WHAT NEEDS TO BE DONE: Format the entries below as a two-column CSV with the header entry_text,answer. Give one row per entry, put each field in double quotes, turn line breaks into spaces, and omit the pictures.

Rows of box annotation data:
+---+

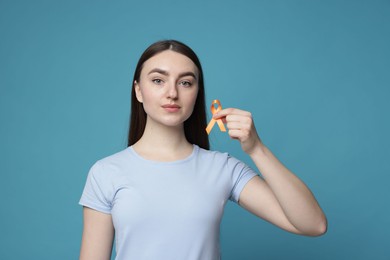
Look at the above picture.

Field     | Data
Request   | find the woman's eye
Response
[152,79,163,85]
[180,81,192,87]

+---+

REPLY:
entry_text,answer
"Look at the above picture. Field     | Data Request   | find the woman's eye Response","[152,79,163,85] [180,81,192,87]"